* [What you should do]: Extract each line of the data below exactly as written.

* [Material shown]:

>> Start

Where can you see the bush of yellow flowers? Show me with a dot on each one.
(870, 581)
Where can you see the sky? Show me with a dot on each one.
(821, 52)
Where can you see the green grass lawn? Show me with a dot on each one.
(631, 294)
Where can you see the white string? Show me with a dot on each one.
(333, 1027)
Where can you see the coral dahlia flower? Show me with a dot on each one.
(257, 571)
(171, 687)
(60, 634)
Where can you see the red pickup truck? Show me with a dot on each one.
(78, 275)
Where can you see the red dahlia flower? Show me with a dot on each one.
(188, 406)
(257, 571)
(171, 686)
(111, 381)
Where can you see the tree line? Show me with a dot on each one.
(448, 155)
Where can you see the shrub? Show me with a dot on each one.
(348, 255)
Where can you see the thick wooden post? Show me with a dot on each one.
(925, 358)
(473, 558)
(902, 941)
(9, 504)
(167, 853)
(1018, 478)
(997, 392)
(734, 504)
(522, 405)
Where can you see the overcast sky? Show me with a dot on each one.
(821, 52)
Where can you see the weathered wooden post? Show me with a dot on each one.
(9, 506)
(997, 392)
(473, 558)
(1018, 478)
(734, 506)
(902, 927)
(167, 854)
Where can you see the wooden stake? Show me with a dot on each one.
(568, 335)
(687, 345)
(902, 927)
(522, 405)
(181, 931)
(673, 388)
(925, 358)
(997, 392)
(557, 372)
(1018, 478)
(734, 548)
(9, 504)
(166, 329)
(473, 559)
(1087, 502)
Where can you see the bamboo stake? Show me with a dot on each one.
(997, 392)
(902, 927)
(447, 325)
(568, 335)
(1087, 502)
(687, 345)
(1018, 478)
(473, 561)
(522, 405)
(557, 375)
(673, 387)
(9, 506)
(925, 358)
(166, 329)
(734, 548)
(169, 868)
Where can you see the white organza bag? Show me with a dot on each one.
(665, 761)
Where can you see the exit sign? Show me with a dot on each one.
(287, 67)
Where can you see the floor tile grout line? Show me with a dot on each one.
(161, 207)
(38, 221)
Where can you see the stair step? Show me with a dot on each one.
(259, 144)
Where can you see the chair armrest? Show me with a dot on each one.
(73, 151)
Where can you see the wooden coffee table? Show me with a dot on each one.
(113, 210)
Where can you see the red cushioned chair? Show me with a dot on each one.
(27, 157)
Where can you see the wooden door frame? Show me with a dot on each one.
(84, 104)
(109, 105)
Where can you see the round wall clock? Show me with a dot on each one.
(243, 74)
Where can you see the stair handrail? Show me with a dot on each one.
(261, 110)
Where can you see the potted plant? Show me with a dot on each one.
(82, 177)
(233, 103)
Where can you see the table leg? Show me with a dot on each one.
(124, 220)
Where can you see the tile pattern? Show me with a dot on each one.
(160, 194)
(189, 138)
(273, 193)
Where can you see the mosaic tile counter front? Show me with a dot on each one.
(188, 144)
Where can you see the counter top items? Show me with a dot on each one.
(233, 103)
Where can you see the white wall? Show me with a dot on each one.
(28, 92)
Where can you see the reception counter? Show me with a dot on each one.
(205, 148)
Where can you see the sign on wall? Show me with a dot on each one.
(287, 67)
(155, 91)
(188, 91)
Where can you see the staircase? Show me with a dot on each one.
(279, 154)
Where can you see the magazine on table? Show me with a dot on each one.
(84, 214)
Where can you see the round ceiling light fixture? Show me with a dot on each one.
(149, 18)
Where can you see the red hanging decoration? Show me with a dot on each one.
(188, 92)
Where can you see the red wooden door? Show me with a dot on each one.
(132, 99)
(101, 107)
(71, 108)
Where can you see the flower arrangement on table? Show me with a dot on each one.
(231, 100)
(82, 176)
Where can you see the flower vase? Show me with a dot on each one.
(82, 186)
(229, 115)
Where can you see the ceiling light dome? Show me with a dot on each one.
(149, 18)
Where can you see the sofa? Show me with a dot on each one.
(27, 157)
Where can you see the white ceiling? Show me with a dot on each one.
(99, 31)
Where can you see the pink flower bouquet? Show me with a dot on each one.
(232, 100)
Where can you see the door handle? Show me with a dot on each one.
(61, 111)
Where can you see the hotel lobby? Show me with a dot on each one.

>> End

* [Solution for this problem]:
Where can you see the bush of yellow flowers? Show me with a dot on each one.
(870, 581)
Where can you see the sky? Show me with a dot on each one.
(821, 52)
Where can you see the green grass lawn? Show me with a dot on each one.
(631, 294)
Where can you see the white string? Show me with a dot on each one.
(333, 1027)
Where can you see the coral dahlia flower? Show me with a dot on each one.
(257, 571)
(171, 687)
(60, 634)
Where can you see the red pickup truck? Show me with a dot on each one.
(78, 275)
Where can you see the red dahlia flower? Show me with a dot on each one.
(188, 406)
(257, 571)
(171, 686)
(111, 381)
Where can you see the tree line? Show me with a dot on each one.
(448, 155)
Where can you see the shrub? Show me with a dot on each one.
(348, 255)
Where can you see the thick wooden post? Show me with a dot on each one.
(925, 358)
(473, 558)
(902, 941)
(9, 504)
(167, 853)
(1018, 478)
(997, 392)
(734, 504)
(522, 405)
Where can you see the overcast sky? Show me with a dot on each one.
(821, 52)
Where can you see the weathered wooden post? Show me with a dot on each one.
(9, 506)
(997, 392)
(473, 558)
(1018, 478)
(734, 506)
(902, 927)
(167, 854)
Where can you see the wooden stake? Show me with a dot on each one.
(568, 335)
(687, 345)
(902, 927)
(522, 405)
(181, 931)
(673, 388)
(925, 358)
(997, 392)
(557, 372)
(1018, 478)
(734, 548)
(9, 504)
(166, 329)
(473, 559)
(1087, 502)
Where can you see the bamboo stake? Show me with a dot on each one.
(997, 392)
(902, 927)
(447, 325)
(568, 335)
(1087, 502)
(687, 345)
(1018, 478)
(473, 561)
(522, 405)
(557, 375)
(673, 387)
(9, 506)
(925, 358)
(166, 329)
(734, 548)
(169, 868)
Where can you see the white organza bag? Show me with a dot on each one.
(665, 761)
Where can you see the exit sign? Show me with a dot on each one.
(287, 67)
Where can you see the floor tile grout line? Show me with a dot on each one.
(161, 207)
(38, 221)
Where can you see the stair step? Show me with a dot on each one.
(259, 144)
Where can you see the chair armrest? Show me with a dot on each one.
(73, 151)
Where can you see the wooden coffee table? Show me with a dot on each one.
(113, 210)
Where can you see the red cushioned chair? Show me with a dot on each one.
(27, 157)
Where can you see the wooden door frame? Show me with a dot on each one.
(84, 104)
(109, 105)
Where can you see the round wall clock? Show me with a dot on each one.
(243, 74)
Where can you see the stair handrail? Show me with a dot on each one.
(261, 110)
Where can you see the potted plant? Show me with a dot on each one.
(82, 177)
(233, 103)
Where can you see the table leg? Show me with a dot on each one.
(124, 220)
Where can you see the tile pattern? Show me with a dot on each one.
(160, 194)
(189, 138)
(273, 193)
Where can you see the mosaic tile counter front? Show me with a dot on each one.
(188, 144)
Where can you see the counter top items? Show me with a dot on each one.
(233, 103)
Where can you see the white wall? Show me with a dot on each one.
(28, 92)
Where can you see the reception counter? Show me with a dot on each one.
(205, 148)
Where can you see the sign on wall? Show me with a dot on each one.
(287, 67)
(155, 91)
(188, 91)
Where can you see the staircase? Show me with a dot on each one.
(279, 154)
Where can you see the magazine on table? Show me with a dot on each one.
(84, 214)
Where can you see the round ceiling light fixture? Show me with a dot on each one.
(149, 18)
Where can you see the red hanging decoration? Show me with a dot on each one.
(188, 92)
Where can you see the red wooden door? Show me with a dot on each one.
(132, 99)
(101, 107)
(71, 108)
Where can you see the flower arrangement on table? Show me with a dot on each one.
(231, 100)
(82, 176)
Where can you see the flower vase? Show me with a dot on each one.
(82, 186)
(229, 115)
Where can you see the ceiling light dome? Show me with a dot on each one.
(149, 18)
Where can you see the sofa? Show me with a dot on each one.
(27, 157)
Where can you see the white ceiling? Show me with a dot on each one.
(99, 31)
Where can you see the pink flower bouquet? Show me with a dot on each one.
(232, 100)
Where can you see the door handle? Show me with a dot on each one.
(61, 111)
Where can you see the hotel lobby? Show me with a dot on each one.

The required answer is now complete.